### Passage shown
===
- Awarded for: Best Directing for a Miniseries or Television Film
- Location: Taiwan
- Presented by: Bureau of Audiovisual and Music Industry Development
- First award: 2001
- Currently held by: Lin Chun-yang for Wave Makers (2023)
- Website: gba.tavis.tw

= Golden Bell Award for Best Directing for a Miniseries or Television Film =

Award for directing for a miniseries or television film

The Golden Bell Award for Best Directing for a Miniseries or Television Film (電視金鐘獎迷你劇集（電視電影）導演獎) is one of the categories of the competition for Taiwanese television production, Golden Bell Awards. It has been awarded since 2001.
===
### Image object location entries
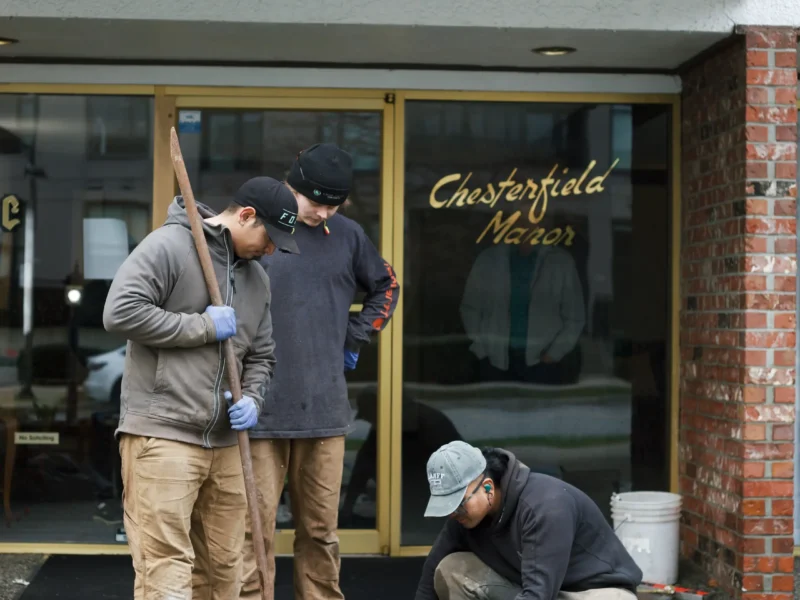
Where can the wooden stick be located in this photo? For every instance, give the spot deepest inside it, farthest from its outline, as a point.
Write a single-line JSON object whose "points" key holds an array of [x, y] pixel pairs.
{"points": [[230, 357]]}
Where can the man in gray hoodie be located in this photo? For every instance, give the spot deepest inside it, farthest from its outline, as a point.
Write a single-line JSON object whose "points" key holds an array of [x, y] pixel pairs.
{"points": [[177, 440]]}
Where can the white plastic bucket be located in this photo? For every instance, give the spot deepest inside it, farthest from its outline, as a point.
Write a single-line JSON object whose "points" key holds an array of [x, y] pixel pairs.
{"points": [[648, 524]]}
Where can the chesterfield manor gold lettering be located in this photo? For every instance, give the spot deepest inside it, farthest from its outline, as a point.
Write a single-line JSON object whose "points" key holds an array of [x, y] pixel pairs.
{"points": [[557, 184]]}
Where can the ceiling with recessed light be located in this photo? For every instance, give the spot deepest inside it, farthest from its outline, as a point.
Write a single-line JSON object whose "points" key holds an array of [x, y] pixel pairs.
{"points": [[355, 44]]}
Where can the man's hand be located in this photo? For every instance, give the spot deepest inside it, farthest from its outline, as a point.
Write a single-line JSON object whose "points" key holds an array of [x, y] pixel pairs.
{"points": [[224, 318], [350, 360], [243, 414]]}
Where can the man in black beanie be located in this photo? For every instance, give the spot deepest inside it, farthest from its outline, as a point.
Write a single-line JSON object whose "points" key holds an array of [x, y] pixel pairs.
{"points": [[301, 431]]}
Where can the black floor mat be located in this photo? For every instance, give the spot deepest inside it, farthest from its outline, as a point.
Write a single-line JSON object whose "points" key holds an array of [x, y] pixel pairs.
{"points": [[111, 578]]}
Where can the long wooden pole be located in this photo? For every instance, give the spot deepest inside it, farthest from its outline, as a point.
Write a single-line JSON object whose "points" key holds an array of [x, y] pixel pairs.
{"points": [[230, 357]]}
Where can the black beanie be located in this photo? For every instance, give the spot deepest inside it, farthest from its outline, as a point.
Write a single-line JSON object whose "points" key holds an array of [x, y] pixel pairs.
{"points": [[322, 173]]}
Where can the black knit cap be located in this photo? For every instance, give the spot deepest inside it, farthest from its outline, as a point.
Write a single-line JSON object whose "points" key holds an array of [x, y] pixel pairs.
{"points": [[322, 173], [275, 205]]}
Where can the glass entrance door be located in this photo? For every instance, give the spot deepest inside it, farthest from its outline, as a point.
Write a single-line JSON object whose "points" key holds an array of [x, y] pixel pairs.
{"points": [[226, 141]]}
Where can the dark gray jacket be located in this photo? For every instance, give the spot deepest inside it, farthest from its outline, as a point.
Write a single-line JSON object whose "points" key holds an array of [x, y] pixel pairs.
{"points": [[311, 297], [549, 536]]}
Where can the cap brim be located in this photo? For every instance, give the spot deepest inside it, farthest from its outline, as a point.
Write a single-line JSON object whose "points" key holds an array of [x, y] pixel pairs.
{"points": [[283, 240], [444, 506]]}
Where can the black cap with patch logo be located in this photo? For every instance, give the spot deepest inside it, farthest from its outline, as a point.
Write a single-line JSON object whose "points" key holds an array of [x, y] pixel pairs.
{"points": [[275, 205], [322, 173]]}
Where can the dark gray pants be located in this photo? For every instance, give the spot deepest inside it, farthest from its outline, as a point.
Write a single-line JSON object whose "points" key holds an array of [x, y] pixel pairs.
{"points": [[463, 576]]}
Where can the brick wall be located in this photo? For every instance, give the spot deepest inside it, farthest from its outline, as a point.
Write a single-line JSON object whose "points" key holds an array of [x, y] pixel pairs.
{"points": [[738, 321]]}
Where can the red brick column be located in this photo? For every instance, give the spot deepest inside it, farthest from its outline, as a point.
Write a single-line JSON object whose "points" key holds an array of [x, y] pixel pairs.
{"points": [[738, 321]]}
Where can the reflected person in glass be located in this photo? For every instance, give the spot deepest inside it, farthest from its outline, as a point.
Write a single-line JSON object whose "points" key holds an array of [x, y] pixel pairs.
{"points": [[308, 413], [512, 534], [523, 310]]}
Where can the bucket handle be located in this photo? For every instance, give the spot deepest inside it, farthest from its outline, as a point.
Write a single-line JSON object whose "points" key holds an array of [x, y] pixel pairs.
{"points": [[627, 516]]}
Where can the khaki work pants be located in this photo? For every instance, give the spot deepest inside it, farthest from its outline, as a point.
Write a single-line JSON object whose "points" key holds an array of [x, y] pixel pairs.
{"points": [[315, 470], [463, 576], [176, 495]]}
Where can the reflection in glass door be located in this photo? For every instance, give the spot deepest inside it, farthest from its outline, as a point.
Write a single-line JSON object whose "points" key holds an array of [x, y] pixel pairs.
{"points": [[536, 287], [222, 148]]}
===
### Tasks to carry out
1. Copy the Golden Bell directing award text between "- Awarded for: Best" and "awarded since 2001.", inclusive, swapping "2001" for "2000".
2. According to the Golden Bell directing award text, which body presents the award?

### Written responses
1.
- Awarded for: Best Directing for a Miniseries or Television Film
- Location: Taiwan
- Presented by: Bureau of Audiovisual and Music Industry Development
- First award: 2000
- Currently held by: Lin Chun-yang for Wave Makers (2023)
- Website: gba.tavis.tw

= Golden Bell Award for Best Directing for a Miniseries or Television Film =

Award for directing for a miniseries or television film

The Golden Bell Award for Best Directing for a Miniseries or Television Film (電視金鐘獎迷你劇集（電視電影）導演獎) is one of the categories of the competition for Taiwanese television production, Golden Bell Awards. It has been awarded since 2000.

2. The Bureau of Audiovisual and Music Industry Development